Sadie Jezierski (Ohio State)
The #SadieRevengeTour wouldn’t have been such a phenomenon if Jezierski hadn’t been so spectacular this season. She brought the same fearless, impossible throws she’s had for years, but found a new level of efficiency and also added some elements to her game to be more dangerous downfield. Jezierski was the best player at the most competitive regular season tournament, and led her team on an impressive run to semifinals at the D-I College Championships. Jezierski has been the face of Fever and one of the stars of the division for a few years now, but she absolutely saved her best for a glittering final season.
Julia Kwasnick (UC Santa Barbara)

* The problem: Repeat word for word the part of the passage about Sadie Jezierski that opens with the words containing "The #SadieRevengeTour wouldn’t" and closes with "glittering final season.". Rely only on the passage about Sadie Jezierski.

Stored data entries:
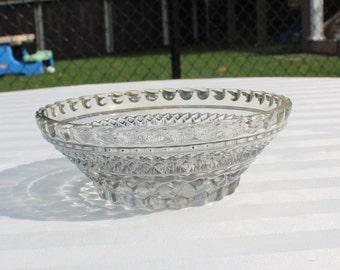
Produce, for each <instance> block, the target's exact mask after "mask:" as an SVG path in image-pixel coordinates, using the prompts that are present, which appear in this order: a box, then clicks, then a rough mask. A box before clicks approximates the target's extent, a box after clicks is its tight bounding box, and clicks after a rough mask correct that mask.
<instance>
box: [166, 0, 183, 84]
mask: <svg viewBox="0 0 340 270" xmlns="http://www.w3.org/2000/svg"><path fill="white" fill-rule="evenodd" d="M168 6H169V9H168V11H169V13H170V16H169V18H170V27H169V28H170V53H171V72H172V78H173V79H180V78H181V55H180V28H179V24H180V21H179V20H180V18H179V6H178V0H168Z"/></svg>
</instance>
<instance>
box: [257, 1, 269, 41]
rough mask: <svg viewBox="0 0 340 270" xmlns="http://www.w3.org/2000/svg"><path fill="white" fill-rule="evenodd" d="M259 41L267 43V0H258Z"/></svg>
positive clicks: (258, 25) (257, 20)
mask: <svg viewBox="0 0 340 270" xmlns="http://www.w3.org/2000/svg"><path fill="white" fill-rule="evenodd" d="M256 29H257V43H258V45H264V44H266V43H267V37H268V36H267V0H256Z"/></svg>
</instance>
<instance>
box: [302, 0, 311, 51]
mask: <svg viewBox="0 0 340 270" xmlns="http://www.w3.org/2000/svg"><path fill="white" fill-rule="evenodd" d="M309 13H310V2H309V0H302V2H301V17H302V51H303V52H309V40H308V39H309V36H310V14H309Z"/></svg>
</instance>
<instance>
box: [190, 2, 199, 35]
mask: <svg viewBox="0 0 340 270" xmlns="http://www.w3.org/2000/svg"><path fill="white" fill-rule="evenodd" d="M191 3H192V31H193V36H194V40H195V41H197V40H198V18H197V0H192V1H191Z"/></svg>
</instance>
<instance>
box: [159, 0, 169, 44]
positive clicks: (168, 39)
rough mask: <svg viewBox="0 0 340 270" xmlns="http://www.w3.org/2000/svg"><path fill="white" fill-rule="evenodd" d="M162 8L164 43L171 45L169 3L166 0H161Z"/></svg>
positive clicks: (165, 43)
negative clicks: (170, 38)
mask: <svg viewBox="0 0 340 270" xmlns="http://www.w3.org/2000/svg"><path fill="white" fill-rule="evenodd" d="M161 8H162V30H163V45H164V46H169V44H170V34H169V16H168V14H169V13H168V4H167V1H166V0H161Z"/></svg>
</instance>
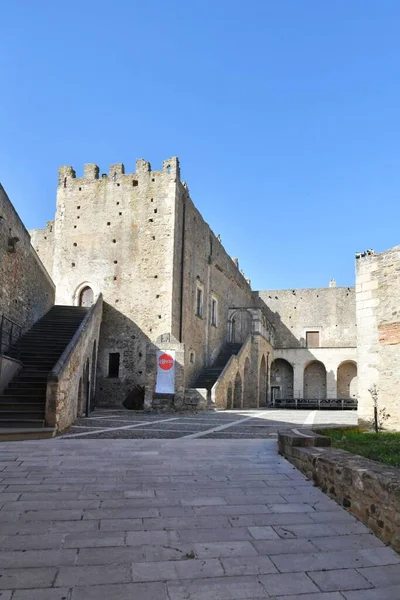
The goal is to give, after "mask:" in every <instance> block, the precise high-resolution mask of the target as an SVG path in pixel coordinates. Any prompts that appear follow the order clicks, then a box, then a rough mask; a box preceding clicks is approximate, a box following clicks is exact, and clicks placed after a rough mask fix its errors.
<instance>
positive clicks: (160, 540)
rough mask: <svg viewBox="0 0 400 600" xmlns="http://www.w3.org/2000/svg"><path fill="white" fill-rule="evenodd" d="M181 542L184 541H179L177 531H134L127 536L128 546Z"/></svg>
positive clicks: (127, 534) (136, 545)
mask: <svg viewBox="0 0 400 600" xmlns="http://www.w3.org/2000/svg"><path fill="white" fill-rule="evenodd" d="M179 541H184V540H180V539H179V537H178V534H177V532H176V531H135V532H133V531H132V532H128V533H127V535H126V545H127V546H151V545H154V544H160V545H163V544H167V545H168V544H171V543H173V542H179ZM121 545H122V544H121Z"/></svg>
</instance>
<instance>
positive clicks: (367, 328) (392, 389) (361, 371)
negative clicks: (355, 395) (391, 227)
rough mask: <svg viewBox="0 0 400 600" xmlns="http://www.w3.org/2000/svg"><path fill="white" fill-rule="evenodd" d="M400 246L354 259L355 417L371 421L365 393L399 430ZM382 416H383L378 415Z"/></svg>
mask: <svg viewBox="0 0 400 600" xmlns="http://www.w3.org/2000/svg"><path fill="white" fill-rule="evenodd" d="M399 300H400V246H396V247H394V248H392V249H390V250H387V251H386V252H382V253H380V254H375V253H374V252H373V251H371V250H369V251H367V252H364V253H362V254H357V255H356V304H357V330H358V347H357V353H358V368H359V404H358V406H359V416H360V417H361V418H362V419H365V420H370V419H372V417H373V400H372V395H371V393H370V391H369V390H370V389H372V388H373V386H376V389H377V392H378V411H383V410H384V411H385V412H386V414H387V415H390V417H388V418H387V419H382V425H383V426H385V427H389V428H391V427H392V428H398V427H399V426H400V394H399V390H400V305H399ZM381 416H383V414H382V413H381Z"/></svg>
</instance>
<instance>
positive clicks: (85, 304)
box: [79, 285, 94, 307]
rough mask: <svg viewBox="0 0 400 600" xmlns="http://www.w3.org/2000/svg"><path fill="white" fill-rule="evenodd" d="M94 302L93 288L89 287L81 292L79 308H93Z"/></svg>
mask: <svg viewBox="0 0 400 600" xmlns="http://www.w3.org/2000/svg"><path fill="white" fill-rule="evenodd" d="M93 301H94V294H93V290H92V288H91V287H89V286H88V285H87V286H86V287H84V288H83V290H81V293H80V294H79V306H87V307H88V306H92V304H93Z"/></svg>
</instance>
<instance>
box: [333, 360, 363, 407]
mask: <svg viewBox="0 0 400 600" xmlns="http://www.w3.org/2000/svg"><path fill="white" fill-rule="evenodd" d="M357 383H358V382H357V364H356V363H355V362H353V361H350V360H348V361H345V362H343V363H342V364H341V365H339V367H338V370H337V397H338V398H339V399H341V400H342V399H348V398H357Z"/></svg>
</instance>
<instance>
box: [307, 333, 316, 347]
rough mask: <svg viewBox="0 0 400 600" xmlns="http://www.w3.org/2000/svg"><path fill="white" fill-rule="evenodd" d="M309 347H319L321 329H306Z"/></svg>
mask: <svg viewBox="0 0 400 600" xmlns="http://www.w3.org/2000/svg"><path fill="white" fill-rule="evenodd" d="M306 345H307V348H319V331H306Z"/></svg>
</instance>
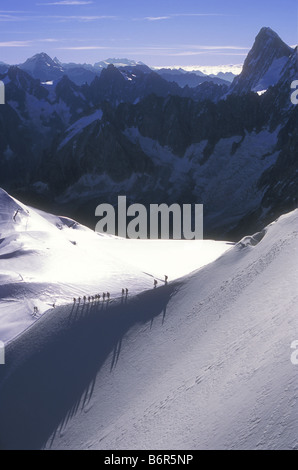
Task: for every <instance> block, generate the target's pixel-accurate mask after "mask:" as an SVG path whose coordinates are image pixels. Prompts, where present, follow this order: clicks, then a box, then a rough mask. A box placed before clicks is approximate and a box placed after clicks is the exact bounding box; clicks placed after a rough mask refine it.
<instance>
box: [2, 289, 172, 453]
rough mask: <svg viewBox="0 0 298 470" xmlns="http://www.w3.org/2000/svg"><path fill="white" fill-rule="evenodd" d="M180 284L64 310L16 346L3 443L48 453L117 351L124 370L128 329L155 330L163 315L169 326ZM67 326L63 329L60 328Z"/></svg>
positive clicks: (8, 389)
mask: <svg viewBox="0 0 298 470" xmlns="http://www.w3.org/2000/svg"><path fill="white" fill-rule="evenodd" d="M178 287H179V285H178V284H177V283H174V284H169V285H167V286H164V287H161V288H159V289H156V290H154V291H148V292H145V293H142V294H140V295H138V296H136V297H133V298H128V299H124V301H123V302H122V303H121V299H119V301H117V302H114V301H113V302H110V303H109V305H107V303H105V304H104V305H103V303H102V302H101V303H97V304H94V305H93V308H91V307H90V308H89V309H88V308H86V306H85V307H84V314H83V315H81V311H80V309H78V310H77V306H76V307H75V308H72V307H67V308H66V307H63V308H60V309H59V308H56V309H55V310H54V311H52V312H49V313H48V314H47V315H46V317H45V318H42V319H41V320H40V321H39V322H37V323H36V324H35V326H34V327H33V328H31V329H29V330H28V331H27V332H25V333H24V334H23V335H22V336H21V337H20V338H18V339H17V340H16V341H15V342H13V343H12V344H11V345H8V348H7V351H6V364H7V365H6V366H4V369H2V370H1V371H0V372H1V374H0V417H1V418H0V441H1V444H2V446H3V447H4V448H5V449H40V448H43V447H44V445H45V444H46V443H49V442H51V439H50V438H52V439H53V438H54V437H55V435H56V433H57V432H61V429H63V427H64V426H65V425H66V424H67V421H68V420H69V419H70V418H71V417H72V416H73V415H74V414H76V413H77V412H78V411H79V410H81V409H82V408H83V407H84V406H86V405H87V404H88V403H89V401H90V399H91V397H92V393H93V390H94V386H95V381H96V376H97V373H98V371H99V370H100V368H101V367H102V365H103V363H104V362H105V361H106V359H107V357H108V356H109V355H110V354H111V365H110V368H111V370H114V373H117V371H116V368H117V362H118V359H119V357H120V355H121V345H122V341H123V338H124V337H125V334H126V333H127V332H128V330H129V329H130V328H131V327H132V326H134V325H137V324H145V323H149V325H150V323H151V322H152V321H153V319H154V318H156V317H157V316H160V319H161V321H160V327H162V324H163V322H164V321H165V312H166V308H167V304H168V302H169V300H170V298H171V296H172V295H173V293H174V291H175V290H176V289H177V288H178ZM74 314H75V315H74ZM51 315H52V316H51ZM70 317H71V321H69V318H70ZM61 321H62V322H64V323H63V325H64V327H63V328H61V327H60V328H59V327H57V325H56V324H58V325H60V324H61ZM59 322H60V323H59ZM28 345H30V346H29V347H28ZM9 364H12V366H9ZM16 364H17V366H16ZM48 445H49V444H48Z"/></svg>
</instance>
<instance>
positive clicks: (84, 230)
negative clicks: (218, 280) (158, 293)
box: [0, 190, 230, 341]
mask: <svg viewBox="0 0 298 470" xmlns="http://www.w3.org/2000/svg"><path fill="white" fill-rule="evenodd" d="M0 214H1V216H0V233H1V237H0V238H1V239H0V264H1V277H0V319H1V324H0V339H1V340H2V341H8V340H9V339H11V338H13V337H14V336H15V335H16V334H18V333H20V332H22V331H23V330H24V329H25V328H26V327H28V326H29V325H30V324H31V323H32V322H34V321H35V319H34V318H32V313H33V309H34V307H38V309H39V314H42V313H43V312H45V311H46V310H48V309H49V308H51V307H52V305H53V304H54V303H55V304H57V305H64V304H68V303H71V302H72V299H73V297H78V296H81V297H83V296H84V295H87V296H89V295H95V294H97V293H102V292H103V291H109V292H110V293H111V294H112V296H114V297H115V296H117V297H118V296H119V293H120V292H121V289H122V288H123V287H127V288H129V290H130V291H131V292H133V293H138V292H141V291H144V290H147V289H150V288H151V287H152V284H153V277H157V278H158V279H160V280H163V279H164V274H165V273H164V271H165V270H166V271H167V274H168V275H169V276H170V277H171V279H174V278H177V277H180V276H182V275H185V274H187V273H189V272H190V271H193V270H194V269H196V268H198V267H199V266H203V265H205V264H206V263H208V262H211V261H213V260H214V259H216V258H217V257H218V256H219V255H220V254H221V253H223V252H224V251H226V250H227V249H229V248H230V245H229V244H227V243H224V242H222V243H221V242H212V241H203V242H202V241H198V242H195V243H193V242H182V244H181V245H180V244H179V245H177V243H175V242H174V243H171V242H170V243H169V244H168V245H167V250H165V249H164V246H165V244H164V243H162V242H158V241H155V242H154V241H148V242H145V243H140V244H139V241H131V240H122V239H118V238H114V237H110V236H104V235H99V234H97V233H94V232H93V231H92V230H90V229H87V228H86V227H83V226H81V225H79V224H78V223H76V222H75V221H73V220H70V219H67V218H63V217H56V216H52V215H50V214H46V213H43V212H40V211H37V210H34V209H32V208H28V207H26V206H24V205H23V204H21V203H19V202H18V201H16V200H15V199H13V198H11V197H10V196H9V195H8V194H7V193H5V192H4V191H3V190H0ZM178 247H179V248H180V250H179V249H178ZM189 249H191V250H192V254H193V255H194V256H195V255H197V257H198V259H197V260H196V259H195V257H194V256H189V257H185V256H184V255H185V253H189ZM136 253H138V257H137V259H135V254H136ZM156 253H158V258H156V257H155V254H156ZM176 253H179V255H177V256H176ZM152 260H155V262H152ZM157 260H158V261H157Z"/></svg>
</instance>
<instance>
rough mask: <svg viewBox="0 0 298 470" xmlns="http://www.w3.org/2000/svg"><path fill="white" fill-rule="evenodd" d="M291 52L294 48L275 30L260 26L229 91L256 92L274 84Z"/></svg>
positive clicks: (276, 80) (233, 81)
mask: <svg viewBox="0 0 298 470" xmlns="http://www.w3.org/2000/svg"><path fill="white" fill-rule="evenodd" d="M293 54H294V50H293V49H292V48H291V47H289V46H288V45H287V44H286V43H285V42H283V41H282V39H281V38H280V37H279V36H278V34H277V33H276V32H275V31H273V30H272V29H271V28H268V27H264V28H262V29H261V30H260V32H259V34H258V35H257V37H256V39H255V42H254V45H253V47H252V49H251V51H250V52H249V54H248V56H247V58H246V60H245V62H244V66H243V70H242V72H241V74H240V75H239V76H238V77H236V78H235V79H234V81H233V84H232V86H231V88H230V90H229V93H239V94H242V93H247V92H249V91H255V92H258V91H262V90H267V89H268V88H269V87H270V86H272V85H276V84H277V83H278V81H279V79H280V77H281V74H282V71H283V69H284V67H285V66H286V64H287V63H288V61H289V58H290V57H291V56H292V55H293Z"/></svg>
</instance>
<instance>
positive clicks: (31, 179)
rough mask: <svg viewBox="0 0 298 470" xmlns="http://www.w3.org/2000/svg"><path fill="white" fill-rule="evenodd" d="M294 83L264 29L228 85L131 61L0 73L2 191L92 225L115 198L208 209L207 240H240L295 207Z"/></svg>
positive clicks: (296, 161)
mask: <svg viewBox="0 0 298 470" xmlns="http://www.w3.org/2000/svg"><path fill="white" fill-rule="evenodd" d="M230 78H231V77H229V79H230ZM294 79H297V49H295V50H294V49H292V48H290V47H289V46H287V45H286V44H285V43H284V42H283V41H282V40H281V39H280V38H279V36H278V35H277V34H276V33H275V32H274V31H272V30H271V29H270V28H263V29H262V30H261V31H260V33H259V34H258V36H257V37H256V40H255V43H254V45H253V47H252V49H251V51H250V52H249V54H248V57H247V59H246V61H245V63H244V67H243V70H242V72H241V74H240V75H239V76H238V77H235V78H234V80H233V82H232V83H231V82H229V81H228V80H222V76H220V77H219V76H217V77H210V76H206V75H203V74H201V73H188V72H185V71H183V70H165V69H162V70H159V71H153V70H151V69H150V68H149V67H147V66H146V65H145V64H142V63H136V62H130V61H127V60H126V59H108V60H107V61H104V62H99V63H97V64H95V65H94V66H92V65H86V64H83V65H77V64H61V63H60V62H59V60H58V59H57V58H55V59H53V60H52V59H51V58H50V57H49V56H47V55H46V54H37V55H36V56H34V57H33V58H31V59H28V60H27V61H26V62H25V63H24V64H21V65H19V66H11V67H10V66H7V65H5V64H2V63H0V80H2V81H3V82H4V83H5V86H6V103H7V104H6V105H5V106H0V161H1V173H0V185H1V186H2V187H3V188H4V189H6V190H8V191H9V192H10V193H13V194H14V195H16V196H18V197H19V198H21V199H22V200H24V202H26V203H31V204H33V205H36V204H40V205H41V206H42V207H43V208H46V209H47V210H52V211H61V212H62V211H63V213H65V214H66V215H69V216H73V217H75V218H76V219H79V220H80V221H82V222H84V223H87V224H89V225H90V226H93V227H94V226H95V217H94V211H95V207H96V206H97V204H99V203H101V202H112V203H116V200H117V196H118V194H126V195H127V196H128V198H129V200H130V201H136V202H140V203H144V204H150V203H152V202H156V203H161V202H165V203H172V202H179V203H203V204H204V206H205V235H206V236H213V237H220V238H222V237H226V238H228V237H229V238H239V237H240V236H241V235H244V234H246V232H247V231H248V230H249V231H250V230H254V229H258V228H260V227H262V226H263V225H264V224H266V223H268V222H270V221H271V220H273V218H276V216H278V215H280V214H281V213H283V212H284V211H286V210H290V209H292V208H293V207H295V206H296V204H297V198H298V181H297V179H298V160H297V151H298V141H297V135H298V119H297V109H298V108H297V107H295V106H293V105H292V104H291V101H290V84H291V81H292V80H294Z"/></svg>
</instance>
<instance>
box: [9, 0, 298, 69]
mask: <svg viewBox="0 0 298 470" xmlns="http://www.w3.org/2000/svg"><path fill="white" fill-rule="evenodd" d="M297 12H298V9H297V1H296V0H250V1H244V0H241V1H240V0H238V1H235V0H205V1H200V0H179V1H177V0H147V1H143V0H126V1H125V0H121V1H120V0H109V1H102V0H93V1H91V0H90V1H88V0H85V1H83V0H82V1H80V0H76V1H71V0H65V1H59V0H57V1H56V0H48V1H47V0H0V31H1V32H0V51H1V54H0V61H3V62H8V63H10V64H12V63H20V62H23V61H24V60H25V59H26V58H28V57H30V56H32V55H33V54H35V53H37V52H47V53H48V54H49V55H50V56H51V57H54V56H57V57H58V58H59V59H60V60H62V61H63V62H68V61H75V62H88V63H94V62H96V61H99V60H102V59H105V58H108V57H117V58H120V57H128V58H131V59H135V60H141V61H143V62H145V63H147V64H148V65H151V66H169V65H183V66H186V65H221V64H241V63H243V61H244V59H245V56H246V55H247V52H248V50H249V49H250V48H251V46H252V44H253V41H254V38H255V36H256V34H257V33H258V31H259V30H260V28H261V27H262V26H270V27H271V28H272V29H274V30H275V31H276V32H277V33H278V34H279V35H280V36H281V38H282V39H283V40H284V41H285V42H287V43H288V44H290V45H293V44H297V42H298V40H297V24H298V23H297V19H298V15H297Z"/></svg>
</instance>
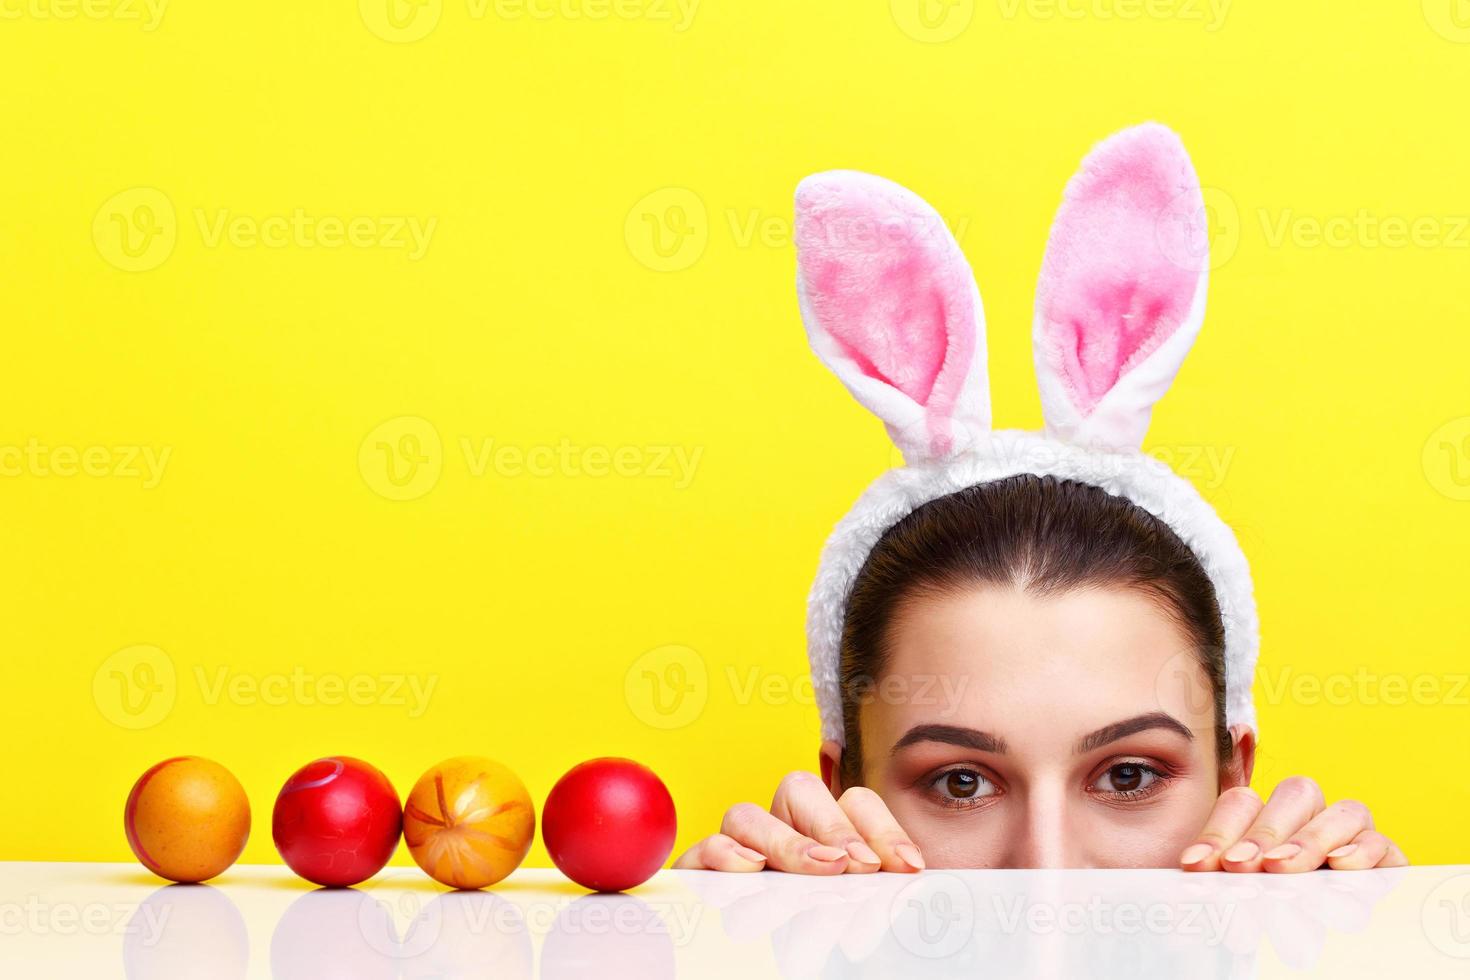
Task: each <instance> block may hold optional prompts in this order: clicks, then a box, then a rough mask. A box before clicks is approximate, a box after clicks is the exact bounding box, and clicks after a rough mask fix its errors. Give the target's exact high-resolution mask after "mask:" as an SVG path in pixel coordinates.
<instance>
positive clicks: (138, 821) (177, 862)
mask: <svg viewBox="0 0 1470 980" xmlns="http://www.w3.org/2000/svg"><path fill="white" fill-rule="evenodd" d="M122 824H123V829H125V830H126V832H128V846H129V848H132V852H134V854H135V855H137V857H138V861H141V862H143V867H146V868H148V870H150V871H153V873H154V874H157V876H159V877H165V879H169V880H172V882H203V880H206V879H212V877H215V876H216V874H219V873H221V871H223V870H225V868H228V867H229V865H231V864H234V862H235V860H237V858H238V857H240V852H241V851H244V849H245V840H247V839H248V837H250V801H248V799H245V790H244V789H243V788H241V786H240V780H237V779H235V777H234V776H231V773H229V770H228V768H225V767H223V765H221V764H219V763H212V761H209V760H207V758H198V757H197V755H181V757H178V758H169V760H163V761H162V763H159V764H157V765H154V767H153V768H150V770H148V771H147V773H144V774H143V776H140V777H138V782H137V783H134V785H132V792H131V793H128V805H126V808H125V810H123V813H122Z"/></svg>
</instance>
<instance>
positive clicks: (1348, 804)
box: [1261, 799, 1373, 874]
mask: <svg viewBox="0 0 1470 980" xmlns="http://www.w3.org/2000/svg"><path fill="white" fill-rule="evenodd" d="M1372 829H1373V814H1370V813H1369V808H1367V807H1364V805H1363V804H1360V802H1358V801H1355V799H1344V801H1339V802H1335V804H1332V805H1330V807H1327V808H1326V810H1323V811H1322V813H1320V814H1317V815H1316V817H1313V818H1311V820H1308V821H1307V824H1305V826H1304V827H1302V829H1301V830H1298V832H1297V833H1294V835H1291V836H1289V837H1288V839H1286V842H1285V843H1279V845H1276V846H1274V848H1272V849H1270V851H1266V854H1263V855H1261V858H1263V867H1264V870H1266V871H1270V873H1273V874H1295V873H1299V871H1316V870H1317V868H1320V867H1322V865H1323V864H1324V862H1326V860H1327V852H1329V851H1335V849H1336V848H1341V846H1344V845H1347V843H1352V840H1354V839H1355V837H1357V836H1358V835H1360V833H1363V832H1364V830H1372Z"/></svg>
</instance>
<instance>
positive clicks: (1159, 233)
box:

* Final answer:
The #SadieRevengeTour wouldn’t have been such a phenomenon if Jezierski hadn’t been so spectacular this season. She brought the same fearless, impossible throws she’s had for years, but found a new level of efficiency and also added some elements to her game to be more dangerous downfield. Jezierski was the best player at the most competitive regular season tournament, and led her team on an impressive run to semifinals at the D-I College Championships. Jezierski has been the face of Fever and one of the stars of the division for a few years now, but she absolutely saved her best for a glittering final season.